[Stored entries]

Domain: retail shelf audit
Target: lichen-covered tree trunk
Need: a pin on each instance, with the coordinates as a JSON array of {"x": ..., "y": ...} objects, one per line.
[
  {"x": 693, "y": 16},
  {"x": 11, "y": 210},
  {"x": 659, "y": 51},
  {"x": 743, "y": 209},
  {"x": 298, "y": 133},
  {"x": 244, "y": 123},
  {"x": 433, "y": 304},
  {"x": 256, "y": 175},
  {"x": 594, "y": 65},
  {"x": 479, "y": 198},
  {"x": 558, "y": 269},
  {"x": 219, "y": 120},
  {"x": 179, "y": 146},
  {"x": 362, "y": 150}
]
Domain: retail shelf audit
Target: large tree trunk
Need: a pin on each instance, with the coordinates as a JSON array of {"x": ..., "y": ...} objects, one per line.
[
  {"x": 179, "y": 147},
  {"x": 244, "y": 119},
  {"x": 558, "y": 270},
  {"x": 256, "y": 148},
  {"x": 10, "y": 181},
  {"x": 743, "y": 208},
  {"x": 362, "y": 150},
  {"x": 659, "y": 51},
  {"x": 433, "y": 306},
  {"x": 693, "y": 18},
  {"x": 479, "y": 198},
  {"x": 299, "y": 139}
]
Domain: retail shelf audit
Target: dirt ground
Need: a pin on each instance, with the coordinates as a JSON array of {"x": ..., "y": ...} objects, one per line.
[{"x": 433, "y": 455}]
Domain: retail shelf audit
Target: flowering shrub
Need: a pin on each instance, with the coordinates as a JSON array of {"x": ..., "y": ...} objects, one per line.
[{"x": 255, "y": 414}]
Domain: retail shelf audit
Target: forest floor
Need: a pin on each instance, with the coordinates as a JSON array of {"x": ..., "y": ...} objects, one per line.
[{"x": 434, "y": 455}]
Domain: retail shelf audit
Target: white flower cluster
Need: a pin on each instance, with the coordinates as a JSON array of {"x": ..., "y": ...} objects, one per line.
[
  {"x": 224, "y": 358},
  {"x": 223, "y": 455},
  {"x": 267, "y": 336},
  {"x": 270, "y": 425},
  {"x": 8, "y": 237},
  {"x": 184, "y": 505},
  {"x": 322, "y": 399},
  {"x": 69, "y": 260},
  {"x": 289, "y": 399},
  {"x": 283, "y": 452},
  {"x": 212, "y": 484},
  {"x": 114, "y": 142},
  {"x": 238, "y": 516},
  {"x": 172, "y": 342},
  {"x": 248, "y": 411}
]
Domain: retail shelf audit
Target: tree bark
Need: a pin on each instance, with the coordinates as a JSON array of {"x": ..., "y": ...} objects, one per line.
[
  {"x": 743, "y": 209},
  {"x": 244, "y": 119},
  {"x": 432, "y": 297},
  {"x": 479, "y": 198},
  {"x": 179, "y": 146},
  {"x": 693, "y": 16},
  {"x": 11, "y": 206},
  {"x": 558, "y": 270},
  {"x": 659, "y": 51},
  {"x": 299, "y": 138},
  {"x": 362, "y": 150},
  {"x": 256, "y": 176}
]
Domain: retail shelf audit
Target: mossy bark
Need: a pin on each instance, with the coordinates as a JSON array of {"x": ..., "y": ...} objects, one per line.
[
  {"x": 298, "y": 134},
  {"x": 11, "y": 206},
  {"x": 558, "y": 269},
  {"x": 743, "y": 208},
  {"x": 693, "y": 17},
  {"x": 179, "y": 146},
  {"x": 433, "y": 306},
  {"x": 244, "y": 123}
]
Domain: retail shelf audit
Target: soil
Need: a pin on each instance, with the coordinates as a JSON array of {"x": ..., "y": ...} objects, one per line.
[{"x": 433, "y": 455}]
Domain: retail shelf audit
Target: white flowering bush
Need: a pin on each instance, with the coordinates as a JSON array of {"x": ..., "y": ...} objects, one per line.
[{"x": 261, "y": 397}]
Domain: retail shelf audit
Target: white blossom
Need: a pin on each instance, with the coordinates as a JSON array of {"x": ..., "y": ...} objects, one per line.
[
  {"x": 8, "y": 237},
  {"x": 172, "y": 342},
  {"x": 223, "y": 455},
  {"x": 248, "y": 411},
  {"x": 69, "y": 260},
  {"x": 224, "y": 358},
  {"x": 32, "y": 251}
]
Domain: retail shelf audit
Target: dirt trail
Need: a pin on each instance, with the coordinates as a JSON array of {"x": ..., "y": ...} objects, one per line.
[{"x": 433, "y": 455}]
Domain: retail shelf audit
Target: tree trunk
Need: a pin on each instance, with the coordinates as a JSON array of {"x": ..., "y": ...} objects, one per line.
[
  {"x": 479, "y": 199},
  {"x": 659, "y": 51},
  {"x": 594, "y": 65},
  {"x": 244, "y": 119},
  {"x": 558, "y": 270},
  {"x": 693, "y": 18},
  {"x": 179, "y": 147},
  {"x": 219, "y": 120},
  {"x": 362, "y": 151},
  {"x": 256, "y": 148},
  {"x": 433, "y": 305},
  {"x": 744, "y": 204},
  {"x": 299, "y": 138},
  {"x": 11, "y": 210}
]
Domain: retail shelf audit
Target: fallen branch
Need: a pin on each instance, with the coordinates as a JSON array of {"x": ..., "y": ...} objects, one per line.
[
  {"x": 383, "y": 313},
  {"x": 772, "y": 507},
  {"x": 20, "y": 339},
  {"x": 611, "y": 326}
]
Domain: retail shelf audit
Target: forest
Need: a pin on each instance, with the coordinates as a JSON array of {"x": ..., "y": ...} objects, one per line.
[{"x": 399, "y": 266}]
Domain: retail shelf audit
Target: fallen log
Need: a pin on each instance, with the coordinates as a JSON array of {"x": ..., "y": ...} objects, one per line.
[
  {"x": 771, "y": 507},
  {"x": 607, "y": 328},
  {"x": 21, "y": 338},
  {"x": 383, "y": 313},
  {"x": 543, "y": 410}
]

[DIRECTIONS FOR THIS TASK]
Write out the records shown above, exactly as they appear.

[SOLVED EXERCISE]
Domain: retail shelf audit
Target: lichen-covered tree trunk
Need: a pin on each instance, with the coordinates as a JSON array of {"x": ..., "y": ...} objects, one per line.
[
  {"x": 693, "y": 16},
  {"x": 11, "y": 210},
  {"x": 659, "y": 51},
  {"x": 743, "y": 209},
  {"x": 298, "y": 133},
  {"x": 244, "y": 123},
  {"x": 433, "y": 304},
  {"x": 256, "y": 175},
  {"x": 594, "y": 65},
  {"x": 479, "y": 198},
  {"x": 558, "y": 269},
  {"x": 219, "y": 120},
  {"x": 179, "y": 146},
  {"x": 362, "y": 150}
]
Domain: retail shelf audit
Target: large tree trunk
Need: a pin on each instance, with the coordinates as a JSON array of {"x": ..., "y": ...} objects, one per line.
[
  {"x": 179, "y": 147},
  {"x": 244, "y": 119},
  {"x": 558, "y": 270},
  {"x": 256, "y": 148},
  {"x": 10, "y": 181},
  {"x": 743, "y": 208},
  {"x": 362, "y": 150},
  {"x": 659, "y": 51},
  {"x": 433, "y": 306},
  {"x": 693, "y": 18},
  {"x": 479, "y": 198},
  {"x": 299, "y": 139}
]
Domain: retail shelf audit
Target: dirt ground
Need: a pin on each instance, with the coordinates as a JSON array of {"x": ..., "y": ...} objects, one per line.
[{"x": 433, "y": 455}]
Domain: retail shelf audit
Target: flowering shrub
Need: a pin on each instance, with the coordinates as a JSON array of {"x": ..., "y": ...} objects, one per line.
[{"x": 255, "y": 414}]
Domain: retail shelf audit
Target: forest floor
Need: a pin on each instance, with the coordinates as a JSON array of {"x": ..., "y": ...} objects, one per line.
[{"x": 434, "y": 455}]
Domain: retail shelf audit
Target: white flower cluster
Need: a pin on each instance, with the coordinates as a JSON array of {"x": ..., "y": ...} objects, one per line.
[
  {"x": 224, "y": 358},
  {"x": 223, "y": 455},
  {"x": 267, "y": 336},
  {"x": 270, "y": 425},
  {"x": 8, "y": 237},
  {"x": 184, "y": 505},
  {"x": 322, "y": 399},
  {"x": 69, "y": 260},
  {"x": 289, "y": 399},
  {"x": 283, "y": 452},
  {"x": 212, "y": 484},
  {"x": 114, "y": 142},
  {"x": 238, "y": 516},
  {"x": 172, "y": 342},
  {"x": 248, "y": 411}
]
Domain: retail shelf audit
Target: tree bark
Need: a pin on each instance, with the coordinates as a JSON array of {"x": ..., "y": ...} objects, one per line.
[
  {"x": 743, "y": 209},
  {"x": 244, "y": 119},
  {"x": 432, "y": 297},
  {"x": 479, "y": 198},
  {"x": 179, "y": 146},
  {"x": 693, "y": 16},
  {"x": 11, "y": 206},
  {"x": 558, "y": 270},
  {"x": 659, "y": 51},
  {"x": 299, "y": 138},
  {"x": 362, "y": 150},
  {"x": 256, "y": 176}
]
Domain: retail shelf audit
Target: mossy bark
Need: a pin on each instance, with the coordinates as a JSON array of {"x": ..., "y": ...} objects, one per line.
[
  {"x": 298, "y": 134},
  {"x": 11, "y": 206},
  {"x": 558, "y": 269},
  {"x": 743, "y": 208},
  {"x": 693, "y": 17},
  {"x": 179, "y": 146},
  {"x": 433, "y": 306},
  {"x": 244, "y": 123}
]
Domain: retail shelf audit
Target: soil
Need: a pin on each instance, with the coordinates as a JSON array of {"x": ..., "y": ...} objects, one per line.
[{"x": 433, "y": 455}]
Domain: retail shelf audit
Target: white flowering bush
Need: a pin on each instance, with the coordinates as a JSON array of {"x": ..., "y": ...} objects, one per line.
[{"x": 261, "y": 397}]
Domain: retail shelf audit
Target: white blossom
Need: a pin on each instance, with the coordinates as a JSON array of {"x": ..., "y": ...} objects, one per line.
[
  {"x": 8, "y": 237},
  {"x": 172, "y": 342},
  {"x": 223, "y": 455},
  {"x": 248, "y": 411},
  {"x": 69, "y": 260},
  {"x": 224, "y": 358},
  {"x": 32, "y": 251}
]
Domain: retail shelf audit
Target: dirt trail
Need: a pin on each instance, with the coordinates as a JSON array of {"x": ..., "y": ...} objects, one per line.
[{"x": 433, "y": 455}]
Domain: retail shelf audit
Target: tree trunk
Need: a pin on each instance, with the coordinates as a JSON array of {"x": ..., "y": ...} objects, one per line.
[
  {"x": 479, "y": 199},
  {"x": 659, "y": 51},
  {"x": 594, "y": 65},
  {"x": 244, "y": 119},
  {"x": 558, "y": 270},
  {"x": 693, "y": 18},
  {"x": 179, "y": 147},
  {"x": 219, "y": 120},
  {"x": 362, "y": 151},
  {"x": 256, "y": 148},
  {"x": 433, "y": 305},
  {"x": 744, "y": 204},
  {"x": 299, "y": 138},
  {"x": 11, "y": 210}
]
Domain: retail shelf audit
Target: fallen branch
Need: a pin on each instance, with the coordinates as a JSON array of {"x": ..., "y": ...} objects, one per line.
[
  {"x": 383, "y": 313},
  {"x": 772, "y": 507},
  {"x": 20, "y": 339},
  {"x": 611, "y": 326}
]
Domain: retail shelf audit
Target: forest
Need: a pin on each instance, with the coordinates as a JSON array of {"x": ..., "y": ...} objects, one per line.
[{"x": 399, "y": 266}]
Domain: retail shelf audit
Target: fallen log
Need: a pin on each instance, with the coordinates as a JSON array of {"x": ..., "y": ...} objects, one per line.
[
  {"x": 771, "y": 507},
  {"x": 607, "y": 328},
  {"x": 21, "y": 338},
  {"x": 383, "y": 313},
  {"x": 543, "y": 410}
]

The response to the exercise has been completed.